▶ Source records

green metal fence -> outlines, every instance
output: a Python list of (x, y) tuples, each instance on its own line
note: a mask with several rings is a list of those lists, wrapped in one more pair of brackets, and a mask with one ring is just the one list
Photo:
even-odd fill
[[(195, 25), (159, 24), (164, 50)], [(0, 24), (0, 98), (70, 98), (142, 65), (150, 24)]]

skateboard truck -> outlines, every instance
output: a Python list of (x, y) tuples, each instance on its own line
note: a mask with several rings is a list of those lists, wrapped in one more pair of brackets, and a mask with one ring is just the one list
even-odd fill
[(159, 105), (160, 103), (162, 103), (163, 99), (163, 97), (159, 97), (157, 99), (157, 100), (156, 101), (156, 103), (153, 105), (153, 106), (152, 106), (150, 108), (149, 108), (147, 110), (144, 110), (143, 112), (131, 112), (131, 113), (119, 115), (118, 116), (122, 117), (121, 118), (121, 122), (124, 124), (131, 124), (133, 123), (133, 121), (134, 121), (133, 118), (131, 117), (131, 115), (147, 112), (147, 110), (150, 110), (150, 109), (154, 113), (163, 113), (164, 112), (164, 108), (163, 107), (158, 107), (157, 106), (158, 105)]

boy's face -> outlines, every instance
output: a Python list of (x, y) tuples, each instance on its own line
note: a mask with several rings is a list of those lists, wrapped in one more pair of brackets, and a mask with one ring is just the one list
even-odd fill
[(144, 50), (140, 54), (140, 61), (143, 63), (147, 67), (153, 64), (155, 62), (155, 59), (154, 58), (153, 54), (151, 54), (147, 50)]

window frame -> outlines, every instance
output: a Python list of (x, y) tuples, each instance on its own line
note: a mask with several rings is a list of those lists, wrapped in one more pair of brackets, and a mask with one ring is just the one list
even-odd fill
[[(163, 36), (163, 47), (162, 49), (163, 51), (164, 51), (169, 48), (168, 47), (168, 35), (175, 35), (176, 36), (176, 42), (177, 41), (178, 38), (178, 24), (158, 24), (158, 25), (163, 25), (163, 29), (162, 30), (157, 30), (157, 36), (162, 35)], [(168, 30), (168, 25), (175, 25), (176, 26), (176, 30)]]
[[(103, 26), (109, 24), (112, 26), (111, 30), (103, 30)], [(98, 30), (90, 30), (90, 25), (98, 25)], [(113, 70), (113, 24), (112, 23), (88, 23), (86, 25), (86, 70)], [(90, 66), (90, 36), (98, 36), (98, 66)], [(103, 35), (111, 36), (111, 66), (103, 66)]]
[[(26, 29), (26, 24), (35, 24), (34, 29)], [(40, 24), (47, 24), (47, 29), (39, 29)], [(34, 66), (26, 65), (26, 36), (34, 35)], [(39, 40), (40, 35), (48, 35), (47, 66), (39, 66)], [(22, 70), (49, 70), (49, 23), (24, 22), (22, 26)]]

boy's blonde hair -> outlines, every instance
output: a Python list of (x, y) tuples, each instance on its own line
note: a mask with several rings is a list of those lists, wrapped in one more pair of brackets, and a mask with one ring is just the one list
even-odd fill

▶ What this task involves
Rewrite all of the material above, switching every "even-odd fill" to "nonzero fill" and leaving everything else as it is.

▶ Worked solution
green metal fence -> outlines, every instance
output: a Python list of (x, y) tuples, each instance on its own line
note: a mask with several rings is a list of those lists, wrapped in one more pair of brackets, and a mask with one ring is just the one list
Photo:
nonzero fill
[[(195, 25), (159, 24), (164, 50)], [(0, 24), (0, 98), (70, 98), (142, 65), (150, 24)]]

skateboard truck -> outlines, every instance
output: a Python list of (x, y) tuples, each instance on its own line
note: a mask with several rings is a list of those lists, wrapped in one more pair of brackets, and a mask with one ring is just the one list
nonzero fill
[(159, 105), (160, 103), (162, 103), (163, 99), (163, 97), (159, 97), (157, 99), (157, 100), (156, 101), (156, 103), (153, 105), (153, 106), (152, 106), (150, 108), (149, 108), (147, 110), (144, 110), (143, 112), (131, 112), (131, 113), (119, 115), (118, 116), (122, 117), (121, 118), (121, 122), (124, 124), (131, 124), (133, 123), (133, 121), (134, 121), (133, 118), (131, 117), (131, 115), (147, 112), (147, 110), (150, 110), (150, 109), (154, 113), (163, 113), (164, 112), (164, 108), (163, 107), (158, 107), (157, 106), (158, 105)]

boy's face -> outlines, every instance
output: a Python list of (x, y) tuples, each instance on its own line
note: a mask with several rings is a list of those lists, wrapped in one more pair of brackets, and a mask with one ring is just the one list
nonzero fill
[(144, 50), (140, 54), (140, 61), (143, 63), (147, 67), (153, 64), (155, 62), (155, 59), (154, 58), (153, 54), (151, 54), (147, 50)]

window frame -> outlines, every instance
output: a Python list of (x, y) tuples, each instance on its own line
note: a mask with several rings is a list of those lists, wrapped in one more pair of brackets, and a mask with one ring is just the one list
nonzero fill
[[(163, 36), (163, 47), (162, 49), (163, 51), (164, 51), (169, 48), (168, 47), (168, 35), (175, 35), (176, 36), (176, 42), (177, 41), (178, 38), (178, 24), (158, 24), (158, 25), (163, 25), (163, 29), (162, 30), (157, 30), (157, 36), (162, 35)], [(168, 30), (168, 25), (175, 25), (176, 26), (176, 30)]]
[[(103, 26), (109, 24), (112, 26), (111, 30), (103, 30)], [(98, 30), (90, 30), (90, 25), (98, 25)], [(113, 70), (113, 24), (112, 23), (88, 23), (86, 25), (86, 70)], [(90, 66), (90, 36), (98, 36), (98, 66)], [(103, 35), (111, 36), (111, 66), (103, 66)]]
[[(26, 29), (26, 24), (35, 24), (34, 29)], [(40, 24), (47, 24), (47, 29), (39, 29)], [(34, 66), (26, 65), (26, 36), (34, 35)], [(39, 40), (40, 35), (48, 35), (47, 66), (39, 66)], [(22, 70), (49, 70), (49, 23), (24, 22), (22, 26)]]

boy's blonde hair -> outlines, every instance
output: a Python list of (x, y) tuples, each instance on its own line
note: a mask with several rings is a list of those lists, wrapped in one more pair of brackets, and a mask with one ring is just the one list
nonzero fill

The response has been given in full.